:: EXERCISE INSTRUCTIONS ::
Could you write out, word for word, only the lines from the one containing "rifle barrel and output the corresponding bounding box." through the last line of the data below?

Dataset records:
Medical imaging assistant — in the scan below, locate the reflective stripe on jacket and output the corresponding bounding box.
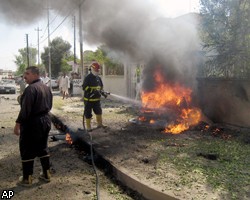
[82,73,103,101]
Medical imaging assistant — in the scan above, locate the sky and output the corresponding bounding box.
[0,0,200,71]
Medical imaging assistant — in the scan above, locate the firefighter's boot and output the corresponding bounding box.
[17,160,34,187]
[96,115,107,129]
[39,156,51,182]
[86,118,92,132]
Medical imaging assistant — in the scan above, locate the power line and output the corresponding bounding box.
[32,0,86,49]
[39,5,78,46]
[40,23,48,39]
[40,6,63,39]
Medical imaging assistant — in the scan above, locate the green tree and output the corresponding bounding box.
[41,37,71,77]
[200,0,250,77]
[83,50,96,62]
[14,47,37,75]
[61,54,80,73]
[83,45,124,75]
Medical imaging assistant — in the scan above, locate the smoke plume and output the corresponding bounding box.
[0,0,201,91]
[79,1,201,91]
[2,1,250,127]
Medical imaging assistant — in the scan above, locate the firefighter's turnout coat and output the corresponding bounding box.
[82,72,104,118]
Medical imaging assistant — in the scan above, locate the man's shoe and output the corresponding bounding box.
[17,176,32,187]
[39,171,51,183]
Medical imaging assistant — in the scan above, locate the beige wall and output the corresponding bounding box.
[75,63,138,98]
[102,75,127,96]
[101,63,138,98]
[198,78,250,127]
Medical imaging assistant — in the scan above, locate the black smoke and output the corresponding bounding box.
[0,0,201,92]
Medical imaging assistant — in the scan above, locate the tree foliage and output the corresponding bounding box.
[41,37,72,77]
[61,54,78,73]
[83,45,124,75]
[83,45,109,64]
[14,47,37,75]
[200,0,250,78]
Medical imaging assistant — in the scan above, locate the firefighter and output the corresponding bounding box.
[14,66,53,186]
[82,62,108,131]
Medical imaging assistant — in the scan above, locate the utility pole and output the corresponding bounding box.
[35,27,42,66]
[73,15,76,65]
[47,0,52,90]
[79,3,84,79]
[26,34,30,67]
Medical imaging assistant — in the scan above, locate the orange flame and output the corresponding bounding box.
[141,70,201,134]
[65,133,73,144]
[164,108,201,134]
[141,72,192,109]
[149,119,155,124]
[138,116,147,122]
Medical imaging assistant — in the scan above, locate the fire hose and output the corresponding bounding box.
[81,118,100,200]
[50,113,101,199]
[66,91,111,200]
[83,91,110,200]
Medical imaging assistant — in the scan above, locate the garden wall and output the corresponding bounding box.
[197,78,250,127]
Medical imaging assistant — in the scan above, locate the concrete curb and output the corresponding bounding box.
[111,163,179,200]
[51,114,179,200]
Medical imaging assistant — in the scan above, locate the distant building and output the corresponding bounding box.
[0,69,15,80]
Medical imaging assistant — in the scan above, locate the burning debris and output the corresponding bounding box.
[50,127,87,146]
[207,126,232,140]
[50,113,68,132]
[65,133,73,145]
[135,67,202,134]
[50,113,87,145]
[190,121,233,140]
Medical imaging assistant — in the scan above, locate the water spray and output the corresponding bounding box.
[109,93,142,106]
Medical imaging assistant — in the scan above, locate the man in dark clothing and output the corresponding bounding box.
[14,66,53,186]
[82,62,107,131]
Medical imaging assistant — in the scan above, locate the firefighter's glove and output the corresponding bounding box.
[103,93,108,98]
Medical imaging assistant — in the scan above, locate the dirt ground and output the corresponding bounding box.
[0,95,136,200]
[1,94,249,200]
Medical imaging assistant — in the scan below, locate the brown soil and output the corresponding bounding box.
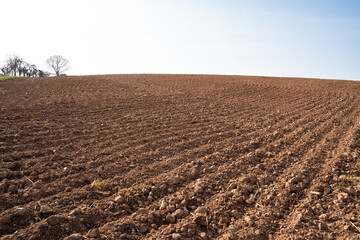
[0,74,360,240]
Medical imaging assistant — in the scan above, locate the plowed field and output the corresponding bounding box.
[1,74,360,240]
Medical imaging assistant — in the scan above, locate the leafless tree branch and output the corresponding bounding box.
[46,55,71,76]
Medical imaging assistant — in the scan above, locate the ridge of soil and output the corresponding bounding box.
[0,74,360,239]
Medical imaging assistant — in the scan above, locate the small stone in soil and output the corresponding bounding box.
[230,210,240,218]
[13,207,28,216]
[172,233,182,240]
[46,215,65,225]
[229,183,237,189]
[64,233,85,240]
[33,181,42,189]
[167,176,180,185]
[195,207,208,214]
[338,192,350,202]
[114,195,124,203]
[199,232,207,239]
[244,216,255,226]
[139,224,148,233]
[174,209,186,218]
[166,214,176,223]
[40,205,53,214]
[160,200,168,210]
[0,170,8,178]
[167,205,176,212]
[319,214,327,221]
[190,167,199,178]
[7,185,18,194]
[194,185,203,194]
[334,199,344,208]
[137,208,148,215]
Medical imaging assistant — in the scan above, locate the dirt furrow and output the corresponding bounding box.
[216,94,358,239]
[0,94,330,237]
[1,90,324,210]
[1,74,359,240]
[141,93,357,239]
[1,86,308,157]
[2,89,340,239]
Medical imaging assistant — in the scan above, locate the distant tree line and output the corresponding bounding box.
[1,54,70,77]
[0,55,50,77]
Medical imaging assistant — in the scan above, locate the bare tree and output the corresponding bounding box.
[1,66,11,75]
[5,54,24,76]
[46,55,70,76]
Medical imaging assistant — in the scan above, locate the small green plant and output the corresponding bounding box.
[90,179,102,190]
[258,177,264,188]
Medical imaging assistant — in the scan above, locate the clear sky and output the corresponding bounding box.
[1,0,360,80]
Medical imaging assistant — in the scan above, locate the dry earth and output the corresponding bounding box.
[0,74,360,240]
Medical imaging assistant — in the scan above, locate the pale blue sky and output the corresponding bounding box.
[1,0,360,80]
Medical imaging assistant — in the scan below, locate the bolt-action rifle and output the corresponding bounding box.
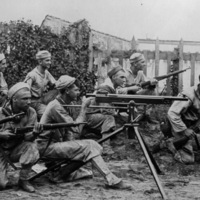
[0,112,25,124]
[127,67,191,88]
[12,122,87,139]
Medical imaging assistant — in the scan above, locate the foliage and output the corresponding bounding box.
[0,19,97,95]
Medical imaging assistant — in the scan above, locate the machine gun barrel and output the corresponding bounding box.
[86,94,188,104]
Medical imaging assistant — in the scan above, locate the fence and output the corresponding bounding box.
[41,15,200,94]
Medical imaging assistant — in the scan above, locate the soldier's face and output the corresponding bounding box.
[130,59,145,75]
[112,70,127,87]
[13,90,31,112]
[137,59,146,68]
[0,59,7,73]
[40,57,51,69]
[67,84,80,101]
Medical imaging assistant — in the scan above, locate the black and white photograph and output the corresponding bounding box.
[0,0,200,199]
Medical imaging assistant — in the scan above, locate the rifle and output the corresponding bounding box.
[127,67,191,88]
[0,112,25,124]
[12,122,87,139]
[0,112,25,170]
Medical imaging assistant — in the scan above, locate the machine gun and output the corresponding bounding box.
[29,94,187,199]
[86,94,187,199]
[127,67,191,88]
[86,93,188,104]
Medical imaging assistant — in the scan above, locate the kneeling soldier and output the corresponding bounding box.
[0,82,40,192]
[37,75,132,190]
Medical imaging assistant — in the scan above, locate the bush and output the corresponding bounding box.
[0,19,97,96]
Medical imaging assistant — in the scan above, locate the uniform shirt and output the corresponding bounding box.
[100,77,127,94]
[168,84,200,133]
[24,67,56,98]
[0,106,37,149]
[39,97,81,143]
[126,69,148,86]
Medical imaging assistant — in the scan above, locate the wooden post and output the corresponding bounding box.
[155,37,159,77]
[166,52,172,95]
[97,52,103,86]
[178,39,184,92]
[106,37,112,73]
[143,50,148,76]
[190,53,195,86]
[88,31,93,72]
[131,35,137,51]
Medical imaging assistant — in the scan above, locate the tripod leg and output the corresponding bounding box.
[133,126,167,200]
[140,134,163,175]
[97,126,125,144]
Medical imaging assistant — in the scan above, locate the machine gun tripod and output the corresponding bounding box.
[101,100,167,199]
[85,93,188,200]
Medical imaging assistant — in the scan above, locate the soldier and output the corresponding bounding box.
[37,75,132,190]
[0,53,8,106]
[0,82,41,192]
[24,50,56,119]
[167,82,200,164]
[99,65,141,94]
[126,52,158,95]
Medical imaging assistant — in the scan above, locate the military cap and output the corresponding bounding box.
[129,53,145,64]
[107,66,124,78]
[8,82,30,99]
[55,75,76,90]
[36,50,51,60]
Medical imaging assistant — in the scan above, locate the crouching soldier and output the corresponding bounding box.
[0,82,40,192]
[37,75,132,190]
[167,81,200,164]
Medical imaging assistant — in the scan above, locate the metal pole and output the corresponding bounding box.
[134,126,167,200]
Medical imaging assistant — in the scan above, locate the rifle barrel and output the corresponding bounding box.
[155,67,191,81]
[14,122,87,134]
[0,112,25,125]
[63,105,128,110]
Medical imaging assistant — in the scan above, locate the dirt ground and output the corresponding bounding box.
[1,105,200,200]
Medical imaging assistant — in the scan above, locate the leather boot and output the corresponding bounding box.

:: EXERCISE SOLUTION ::
Medical imaging assistant — in the scan above, locate the rifle barrel and output the corresponding bounding box.
[155,67,191,81]
[14,122,87,134]
[0,112,25,125]
[63,105,128,110]
Medical imaging assistant — in the scan above, locate the dirt ground and output the corresponding bounding box.
[1,105,200,200]
Medical imaging assistant — in the scan above, locate the leather boot and output the corresponding bounding box.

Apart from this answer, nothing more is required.